Task item. Copy all of the records word for word.

═════ Stored data

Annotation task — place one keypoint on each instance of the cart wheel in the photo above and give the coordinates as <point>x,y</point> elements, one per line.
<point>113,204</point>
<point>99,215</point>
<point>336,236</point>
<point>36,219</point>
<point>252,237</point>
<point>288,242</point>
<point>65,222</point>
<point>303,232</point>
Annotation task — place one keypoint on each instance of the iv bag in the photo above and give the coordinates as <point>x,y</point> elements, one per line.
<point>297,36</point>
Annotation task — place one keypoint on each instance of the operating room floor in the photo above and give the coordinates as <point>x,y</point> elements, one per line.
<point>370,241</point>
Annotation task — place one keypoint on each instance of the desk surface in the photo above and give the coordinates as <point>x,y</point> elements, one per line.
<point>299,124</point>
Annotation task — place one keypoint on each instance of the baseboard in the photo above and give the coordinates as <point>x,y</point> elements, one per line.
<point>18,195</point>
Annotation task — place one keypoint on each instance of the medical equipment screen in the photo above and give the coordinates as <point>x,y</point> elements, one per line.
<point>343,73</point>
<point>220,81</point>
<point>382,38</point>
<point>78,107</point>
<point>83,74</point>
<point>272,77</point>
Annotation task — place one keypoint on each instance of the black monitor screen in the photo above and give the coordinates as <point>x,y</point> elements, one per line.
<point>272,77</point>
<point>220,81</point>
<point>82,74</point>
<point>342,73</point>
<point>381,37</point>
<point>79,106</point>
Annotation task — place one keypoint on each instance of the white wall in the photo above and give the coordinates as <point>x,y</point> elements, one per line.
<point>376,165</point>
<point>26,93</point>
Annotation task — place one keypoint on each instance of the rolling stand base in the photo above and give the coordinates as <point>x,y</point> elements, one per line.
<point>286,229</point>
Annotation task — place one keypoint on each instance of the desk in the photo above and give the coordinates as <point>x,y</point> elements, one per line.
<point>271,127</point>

══════════

Exercise result.
Annotation task — place one keypoint on each instance of the cart wheel in the photo above and give the coordinates as <point>x,y</point> elements, one per line.
<point>113,204</point>
<point>99,215</point>
<point>336,236</point>
<point>36,219</point>
<point>252,237</point>
<point>288,242</point>
<point>65,222</point>
<point>303,232</point>
Annotation task — place one keypoint on each instance of the iv bag in the photo above and give the coordinates as <point>x,y</point> elements, one per line.
<point>297,36</point>
Annotation task — place one keypoint on each instance of the operating room floor in the photo above and give the coordinates as <point>x,y</point> elements, one per line.
<point>370,241</point>
Annotation task — place one keypoint on each instance of the desk surface in the photo above and give the coordinates as <point>x,y</point> elements, one per line.
<point>299,124</point>
Annotation task — place one keypoint on each instance of the baseboard in the photo above and give the coordinates as <point>x,y</point> elements, one per line.
<point>18,195</point>
Annotation task — place one keypoint on each instance of the medical equipment screen in the photo above and give the coordinates as <point>x,y</point> elements, one per line.
<point>343,73</point>
<point>220,81</point>
<point>382,38</point>
<point>78,107</point>
<point>83,74</point>
<point>272,77</point>
Annotation task — place one keypoint on each instance of the black monitor screen in the photo above and give the coordinates as <point>x,y</point> elements, one per line.
<point>272,77</point>
<point>220,81</point>
<point>82,74</point>
<point>342,73</point>
<point>381,37</point>
<point>79,106</point>
Annotation task — place one keypoint on each instance of the white wall in the photo above and give the coordinates as <point>x,y</point> elements, one per line.
<point>376,165</point>
<point>26,93</point>
Annotation task — place one keypoint on each instance of the rolling stand base in the photo above and give the coordinates as <point>x,y</point> elements, one per line.
<point>286,229</point>
Annotation task — place one keypoint on each instance of the desk in the photo above and give the coordinates as <point>x,y</point> elements, one per line.
<point>271,127</point>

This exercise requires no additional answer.